## 可用数据
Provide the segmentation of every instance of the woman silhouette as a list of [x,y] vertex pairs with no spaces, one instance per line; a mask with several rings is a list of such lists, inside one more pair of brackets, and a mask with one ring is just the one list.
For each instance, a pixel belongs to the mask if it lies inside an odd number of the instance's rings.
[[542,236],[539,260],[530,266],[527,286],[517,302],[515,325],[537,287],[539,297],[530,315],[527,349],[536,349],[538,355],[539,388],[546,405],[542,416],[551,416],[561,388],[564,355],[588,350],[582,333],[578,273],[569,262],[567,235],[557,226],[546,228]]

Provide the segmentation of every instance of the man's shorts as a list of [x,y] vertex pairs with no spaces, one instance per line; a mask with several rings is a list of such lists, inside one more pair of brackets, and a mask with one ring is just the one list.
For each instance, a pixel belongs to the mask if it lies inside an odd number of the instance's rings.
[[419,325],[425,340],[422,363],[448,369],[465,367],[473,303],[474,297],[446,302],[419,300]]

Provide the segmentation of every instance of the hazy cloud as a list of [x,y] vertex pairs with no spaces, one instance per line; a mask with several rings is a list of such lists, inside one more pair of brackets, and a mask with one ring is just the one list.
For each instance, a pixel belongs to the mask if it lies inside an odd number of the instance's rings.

## 练习题目
把上面全部条目的每一行原封不动地返回。

## 已完成练习
Provide the segmentation of every instance of the woman silhouette as a list of [x,y] vertex pairs with no spaces, one instance per line; a mask with several rings is a list of such lists, inside one more pair of brackets, and a mask with one ring is just the one list.
For each instance, a pixel belongs to the mask if it lies inside an odd number of the instance's rings.
[[542,236],[539,260],[530,266],[527,286],[517,302],[515,325],[537,287],[539,297],[530,315],[527,349],[536,349],[538,355],[539,388],[546,405],[542,416],[551,416],[561,388],[564,355],[588,350],[582,333],[578,273],[569,262],[567,235],[557,226],[546,228]]

Provide the segmentation of every instance of the man's shorts as a list of [x,y] vertex pairs with no spaces, one instance per line; a mask with several rings is a list of such lists, inside one more pair of brackets, and a mask with one ring is just the one list.
For each instance, a pixel belongs to the mask if it lies inside an odd number of the instance's rings.
[[419,325],[425,340],[422,363],[448,369],[465,367],[473,303],[474,297],[446,302],[419,300]]

Provide the segmentation of every instance of the hazy cloud as a list of [x,y] vertex pairs with no spaces, one instance per line; a mask with several rings is a list of such lists, inside one more pair of brackets, and a mask with one ring is just the one list.
For each instance, a pixel belongs to the mask if it lies inside an odd number of the instance's rings.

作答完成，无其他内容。